Print the data exactly, leaving nothing out.

-------- Provided data --------

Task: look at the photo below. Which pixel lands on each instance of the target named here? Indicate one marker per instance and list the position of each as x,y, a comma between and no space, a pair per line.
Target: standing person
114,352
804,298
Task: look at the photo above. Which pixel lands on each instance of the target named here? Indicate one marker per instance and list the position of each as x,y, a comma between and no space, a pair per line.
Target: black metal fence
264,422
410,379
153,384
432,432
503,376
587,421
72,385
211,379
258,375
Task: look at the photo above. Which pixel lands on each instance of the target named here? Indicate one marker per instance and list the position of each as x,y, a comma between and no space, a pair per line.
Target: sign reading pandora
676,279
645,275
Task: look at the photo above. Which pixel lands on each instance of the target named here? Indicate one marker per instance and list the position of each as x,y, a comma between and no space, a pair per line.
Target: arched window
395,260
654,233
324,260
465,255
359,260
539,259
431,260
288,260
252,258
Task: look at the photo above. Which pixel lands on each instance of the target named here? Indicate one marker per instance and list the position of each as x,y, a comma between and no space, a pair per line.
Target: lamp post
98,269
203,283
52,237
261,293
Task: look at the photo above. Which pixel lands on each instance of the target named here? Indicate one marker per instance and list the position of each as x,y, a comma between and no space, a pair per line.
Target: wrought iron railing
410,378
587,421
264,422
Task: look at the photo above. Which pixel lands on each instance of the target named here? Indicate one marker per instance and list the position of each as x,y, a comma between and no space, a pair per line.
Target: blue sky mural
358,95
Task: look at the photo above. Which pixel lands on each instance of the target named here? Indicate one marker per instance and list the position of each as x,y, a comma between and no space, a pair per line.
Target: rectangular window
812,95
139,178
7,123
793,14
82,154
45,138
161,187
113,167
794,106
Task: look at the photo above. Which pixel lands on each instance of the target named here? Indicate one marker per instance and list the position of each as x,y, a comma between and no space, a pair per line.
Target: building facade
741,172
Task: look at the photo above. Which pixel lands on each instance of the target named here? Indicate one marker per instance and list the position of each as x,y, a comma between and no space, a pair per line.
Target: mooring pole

--------

**Completed task:**
Task: look at the photo below. Which pixel lands on each instance of the target named here? Indicate one marker per instance and list the position of each as x,y, a comma between and no space, a pair per line.
Target: standing person
114,352
804,298
Task: look at the photo above. Which pixel lands on each instance of the target named here? Indicate one marker per instance and list the position of each as x,y, a comma between and no space, a pair per line.
Target: black metal fence
264,422
410,379
153,384
432,432
503,376
587,421
72,385
211,379
258,375
Task: look at the photo above. Which pixel lands on each instance of the target named here? Indicate one marker per instance and list the position of each as x,y, a comma between and no space, a pair per line.
Target: sign reading pandora
676,279
645,275
Task: look at the photo above. Which pixel lands on each instance of the target named here? Indicate one marker per instance and list the position of each as x,y, a comma between and no space, a pair per line.
Target: arched window
395,260
654,233
324,260
465,255
359,260
539,259
431,260
288,260
252,258
Task: look at the photo above. Which pixel lands on each instance of the target named here? Indicate one marker per instance and list the position of each as x,y, a comma between and no space, a pair per line.
Target: lamp post
98,269
203,283
52,237
261,293
Task: look at the photo above. Which pixel lands on each instance of the target named here? Indicate one marker per instance and list the position of each as x,y, a comma between and no space, a pair per line.
Target: wrought iron railing
410,378
587,421
264,422
Task: look at the photo above. Which pixel lands on each instance of the target named here? Indicate one marker per instance and list the position of each as x,y, a comma between and no space, a pair per line.
Target: blue sky mural
358,95
Task: look at the photo above. Which pixel lands on each instance of the target named here? Indicate one marker per instance and list the position of each as x,y, a comma between and no space, a pair per line.
Target: rectangular window
812,95
139,178
7,123
793,14
82,154
45,138
161,187
113,167
794,106
Task: look at the photo above. Which pixel lands on each instance of the target named here? Indicate one marker per instance and list the position of each as x,y, a comma between and no space, a pair per line.
Target: building facade
741,172
Task: look at the photo above. Which pixel lands on each instance of the target named here? Indicate one marker per instance and list the position of each as x,y, a comma between and no space, a pair per line.
Target: mooring pole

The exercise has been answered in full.